> _Extracted information_:
—————

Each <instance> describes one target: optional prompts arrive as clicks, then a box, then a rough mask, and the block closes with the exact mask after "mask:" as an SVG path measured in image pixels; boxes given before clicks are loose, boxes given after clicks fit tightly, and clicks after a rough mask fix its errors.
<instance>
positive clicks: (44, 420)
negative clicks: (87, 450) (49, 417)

—————

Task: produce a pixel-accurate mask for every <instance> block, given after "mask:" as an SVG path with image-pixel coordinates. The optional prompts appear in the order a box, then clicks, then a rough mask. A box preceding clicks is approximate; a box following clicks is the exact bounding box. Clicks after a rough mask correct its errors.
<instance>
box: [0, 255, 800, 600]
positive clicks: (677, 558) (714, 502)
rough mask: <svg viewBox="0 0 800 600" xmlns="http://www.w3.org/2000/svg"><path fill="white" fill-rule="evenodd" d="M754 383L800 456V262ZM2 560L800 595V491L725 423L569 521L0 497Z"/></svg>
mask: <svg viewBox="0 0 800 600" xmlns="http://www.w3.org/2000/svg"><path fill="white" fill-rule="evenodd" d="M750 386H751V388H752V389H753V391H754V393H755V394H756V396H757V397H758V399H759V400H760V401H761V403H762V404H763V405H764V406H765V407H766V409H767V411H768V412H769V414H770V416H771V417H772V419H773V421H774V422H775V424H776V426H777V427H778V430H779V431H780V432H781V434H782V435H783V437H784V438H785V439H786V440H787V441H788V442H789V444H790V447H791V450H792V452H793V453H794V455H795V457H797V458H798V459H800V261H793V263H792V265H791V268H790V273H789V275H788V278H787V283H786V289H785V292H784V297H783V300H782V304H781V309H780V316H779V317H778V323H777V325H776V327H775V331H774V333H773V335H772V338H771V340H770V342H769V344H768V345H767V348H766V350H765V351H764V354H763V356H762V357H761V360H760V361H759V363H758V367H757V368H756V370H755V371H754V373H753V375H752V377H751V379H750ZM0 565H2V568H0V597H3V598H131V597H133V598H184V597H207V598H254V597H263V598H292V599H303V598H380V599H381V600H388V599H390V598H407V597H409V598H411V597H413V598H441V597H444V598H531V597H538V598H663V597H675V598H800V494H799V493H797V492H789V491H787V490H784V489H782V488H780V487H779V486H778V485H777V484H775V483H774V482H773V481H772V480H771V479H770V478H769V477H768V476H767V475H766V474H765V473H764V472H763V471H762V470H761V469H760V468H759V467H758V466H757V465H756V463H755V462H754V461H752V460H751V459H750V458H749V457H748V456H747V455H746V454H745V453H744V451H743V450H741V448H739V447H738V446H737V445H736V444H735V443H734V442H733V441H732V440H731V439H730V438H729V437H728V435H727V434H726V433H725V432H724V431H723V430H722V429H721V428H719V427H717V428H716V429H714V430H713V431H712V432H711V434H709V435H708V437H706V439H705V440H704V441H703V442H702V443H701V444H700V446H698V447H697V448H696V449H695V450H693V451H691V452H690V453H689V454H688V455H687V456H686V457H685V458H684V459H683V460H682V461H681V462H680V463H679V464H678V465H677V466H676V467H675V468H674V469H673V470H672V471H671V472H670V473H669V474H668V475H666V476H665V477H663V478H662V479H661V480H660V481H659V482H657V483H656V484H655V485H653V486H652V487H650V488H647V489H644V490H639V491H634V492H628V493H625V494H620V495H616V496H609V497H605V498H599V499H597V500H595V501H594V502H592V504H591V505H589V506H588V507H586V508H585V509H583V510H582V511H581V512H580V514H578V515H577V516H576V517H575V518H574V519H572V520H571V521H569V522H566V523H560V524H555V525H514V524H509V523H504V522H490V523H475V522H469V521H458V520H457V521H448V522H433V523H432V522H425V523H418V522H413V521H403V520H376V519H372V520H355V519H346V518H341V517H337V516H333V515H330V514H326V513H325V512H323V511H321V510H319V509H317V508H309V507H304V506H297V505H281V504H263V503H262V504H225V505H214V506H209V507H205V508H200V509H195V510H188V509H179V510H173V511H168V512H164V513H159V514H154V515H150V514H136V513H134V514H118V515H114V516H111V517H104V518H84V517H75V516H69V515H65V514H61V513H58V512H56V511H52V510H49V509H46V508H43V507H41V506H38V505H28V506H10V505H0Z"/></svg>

—————

> _Problem_:
Using the entries above, give the number of lines that carry the string "positive", without anything else.

> _Exercise response_:
2